WHAT THE EXERCISE ASKS: Format the lines from the first one through the line containing "Use the even-odd", inclusive, as a numbered list, leaving out any blank lines.

DATA PROVIDED:

========

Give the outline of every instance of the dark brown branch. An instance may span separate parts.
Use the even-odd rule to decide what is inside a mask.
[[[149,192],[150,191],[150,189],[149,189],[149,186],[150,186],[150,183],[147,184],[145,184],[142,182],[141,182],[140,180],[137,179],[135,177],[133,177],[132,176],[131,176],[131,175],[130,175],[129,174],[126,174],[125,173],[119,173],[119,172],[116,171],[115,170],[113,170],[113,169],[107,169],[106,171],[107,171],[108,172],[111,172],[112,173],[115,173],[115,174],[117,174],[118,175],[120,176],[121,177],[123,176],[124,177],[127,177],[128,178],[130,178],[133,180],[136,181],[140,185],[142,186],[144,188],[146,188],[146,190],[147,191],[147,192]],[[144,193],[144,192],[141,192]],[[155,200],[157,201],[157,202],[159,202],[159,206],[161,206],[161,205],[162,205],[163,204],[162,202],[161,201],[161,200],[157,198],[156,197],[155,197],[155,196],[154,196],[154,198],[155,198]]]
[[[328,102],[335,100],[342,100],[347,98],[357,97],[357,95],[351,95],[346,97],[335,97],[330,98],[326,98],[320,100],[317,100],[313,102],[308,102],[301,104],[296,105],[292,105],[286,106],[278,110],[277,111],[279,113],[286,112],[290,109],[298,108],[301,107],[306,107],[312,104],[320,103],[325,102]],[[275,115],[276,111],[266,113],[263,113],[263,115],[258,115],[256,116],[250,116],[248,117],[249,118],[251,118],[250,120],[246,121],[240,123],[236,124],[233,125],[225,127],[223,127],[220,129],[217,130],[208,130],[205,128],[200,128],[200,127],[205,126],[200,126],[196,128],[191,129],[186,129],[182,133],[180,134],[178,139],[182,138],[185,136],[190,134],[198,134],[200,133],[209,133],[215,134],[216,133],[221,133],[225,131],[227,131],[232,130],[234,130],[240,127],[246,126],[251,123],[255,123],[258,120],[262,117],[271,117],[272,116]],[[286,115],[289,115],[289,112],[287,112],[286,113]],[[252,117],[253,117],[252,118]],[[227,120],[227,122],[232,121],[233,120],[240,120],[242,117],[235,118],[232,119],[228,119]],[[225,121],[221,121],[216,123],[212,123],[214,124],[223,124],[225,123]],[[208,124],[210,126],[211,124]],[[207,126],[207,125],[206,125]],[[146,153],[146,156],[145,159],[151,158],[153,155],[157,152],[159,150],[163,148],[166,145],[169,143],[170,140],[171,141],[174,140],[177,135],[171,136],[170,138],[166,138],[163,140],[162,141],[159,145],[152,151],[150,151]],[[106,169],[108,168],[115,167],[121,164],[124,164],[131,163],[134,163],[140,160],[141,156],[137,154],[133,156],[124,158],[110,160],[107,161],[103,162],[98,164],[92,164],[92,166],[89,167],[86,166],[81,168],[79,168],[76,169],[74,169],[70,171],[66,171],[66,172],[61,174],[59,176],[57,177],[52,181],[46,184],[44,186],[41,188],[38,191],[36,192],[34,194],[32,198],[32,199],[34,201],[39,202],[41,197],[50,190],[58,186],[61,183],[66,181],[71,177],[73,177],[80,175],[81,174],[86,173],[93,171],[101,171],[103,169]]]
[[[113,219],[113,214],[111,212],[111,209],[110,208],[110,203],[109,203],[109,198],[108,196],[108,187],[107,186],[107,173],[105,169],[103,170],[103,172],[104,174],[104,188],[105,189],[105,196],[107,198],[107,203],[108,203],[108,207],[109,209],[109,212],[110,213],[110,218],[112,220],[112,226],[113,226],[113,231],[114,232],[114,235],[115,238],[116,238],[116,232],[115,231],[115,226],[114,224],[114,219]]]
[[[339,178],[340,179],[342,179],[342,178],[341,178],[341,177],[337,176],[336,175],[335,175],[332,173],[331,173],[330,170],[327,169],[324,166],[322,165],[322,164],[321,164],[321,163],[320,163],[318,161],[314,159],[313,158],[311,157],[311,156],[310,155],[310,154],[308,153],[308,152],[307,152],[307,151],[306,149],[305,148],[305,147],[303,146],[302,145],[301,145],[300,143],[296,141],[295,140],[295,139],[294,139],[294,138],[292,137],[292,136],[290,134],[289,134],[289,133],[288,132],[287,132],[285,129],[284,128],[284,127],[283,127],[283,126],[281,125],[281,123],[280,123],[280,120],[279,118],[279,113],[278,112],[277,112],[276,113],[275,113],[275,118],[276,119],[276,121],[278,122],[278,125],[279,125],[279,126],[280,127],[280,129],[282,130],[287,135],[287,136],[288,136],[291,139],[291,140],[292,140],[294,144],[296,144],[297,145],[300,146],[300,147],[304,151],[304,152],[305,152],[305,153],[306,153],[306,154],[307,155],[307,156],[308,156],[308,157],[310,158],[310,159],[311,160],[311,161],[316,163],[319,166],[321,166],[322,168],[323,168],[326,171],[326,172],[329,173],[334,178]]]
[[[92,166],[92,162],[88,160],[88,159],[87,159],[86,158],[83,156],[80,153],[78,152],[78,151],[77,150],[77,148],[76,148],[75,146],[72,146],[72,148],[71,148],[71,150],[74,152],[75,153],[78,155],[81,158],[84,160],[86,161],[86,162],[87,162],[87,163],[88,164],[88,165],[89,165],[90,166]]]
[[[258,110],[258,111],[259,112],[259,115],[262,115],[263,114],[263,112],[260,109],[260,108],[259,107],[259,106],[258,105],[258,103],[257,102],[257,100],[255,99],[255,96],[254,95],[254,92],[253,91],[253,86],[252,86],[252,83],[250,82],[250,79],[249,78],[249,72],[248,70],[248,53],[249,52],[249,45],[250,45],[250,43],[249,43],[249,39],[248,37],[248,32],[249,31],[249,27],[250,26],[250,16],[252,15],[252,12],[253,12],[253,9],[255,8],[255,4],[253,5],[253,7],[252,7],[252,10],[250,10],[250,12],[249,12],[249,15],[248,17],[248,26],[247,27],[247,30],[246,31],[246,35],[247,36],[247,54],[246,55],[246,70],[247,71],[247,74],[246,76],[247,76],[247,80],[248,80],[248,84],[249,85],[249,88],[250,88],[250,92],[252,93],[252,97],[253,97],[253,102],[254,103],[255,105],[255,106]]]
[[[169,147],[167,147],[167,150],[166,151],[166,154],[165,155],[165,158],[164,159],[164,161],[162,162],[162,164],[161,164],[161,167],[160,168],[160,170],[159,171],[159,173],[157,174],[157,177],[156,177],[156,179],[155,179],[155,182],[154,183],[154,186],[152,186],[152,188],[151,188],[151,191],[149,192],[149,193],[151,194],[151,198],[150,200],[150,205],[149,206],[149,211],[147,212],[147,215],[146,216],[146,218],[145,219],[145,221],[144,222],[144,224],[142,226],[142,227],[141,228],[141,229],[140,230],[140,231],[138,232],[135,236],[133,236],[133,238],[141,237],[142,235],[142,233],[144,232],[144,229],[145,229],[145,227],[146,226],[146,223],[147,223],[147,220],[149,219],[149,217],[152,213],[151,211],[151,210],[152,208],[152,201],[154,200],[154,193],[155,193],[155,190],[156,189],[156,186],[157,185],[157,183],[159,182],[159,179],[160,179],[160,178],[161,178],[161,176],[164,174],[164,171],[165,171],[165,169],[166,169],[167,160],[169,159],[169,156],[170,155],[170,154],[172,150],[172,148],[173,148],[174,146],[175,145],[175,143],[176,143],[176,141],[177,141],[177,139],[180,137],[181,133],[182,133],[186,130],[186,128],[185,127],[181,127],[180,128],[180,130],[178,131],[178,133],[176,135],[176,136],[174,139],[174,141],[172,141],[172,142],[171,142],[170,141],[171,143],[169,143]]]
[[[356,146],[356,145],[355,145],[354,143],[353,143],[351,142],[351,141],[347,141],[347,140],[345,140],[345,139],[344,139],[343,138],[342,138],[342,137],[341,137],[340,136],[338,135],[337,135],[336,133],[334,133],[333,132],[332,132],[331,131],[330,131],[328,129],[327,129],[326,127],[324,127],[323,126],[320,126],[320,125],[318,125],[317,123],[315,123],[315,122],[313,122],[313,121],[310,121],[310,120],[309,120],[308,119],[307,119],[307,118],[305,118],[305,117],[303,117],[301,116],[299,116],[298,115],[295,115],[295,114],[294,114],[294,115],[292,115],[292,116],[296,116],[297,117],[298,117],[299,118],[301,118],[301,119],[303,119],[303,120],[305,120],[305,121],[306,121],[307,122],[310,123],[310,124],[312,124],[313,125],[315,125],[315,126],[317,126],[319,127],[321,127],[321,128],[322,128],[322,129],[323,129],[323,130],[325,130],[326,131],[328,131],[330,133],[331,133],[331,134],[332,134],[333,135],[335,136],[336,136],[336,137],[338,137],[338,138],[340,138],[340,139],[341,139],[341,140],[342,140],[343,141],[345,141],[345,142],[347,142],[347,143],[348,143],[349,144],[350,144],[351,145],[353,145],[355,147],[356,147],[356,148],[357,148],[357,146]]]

========

THE OUTPUT:
1. Give the outline of every instance of the dark brown branch. An instance may span separate parts.
2. Use the even-odd rule to decide what is inside a mask.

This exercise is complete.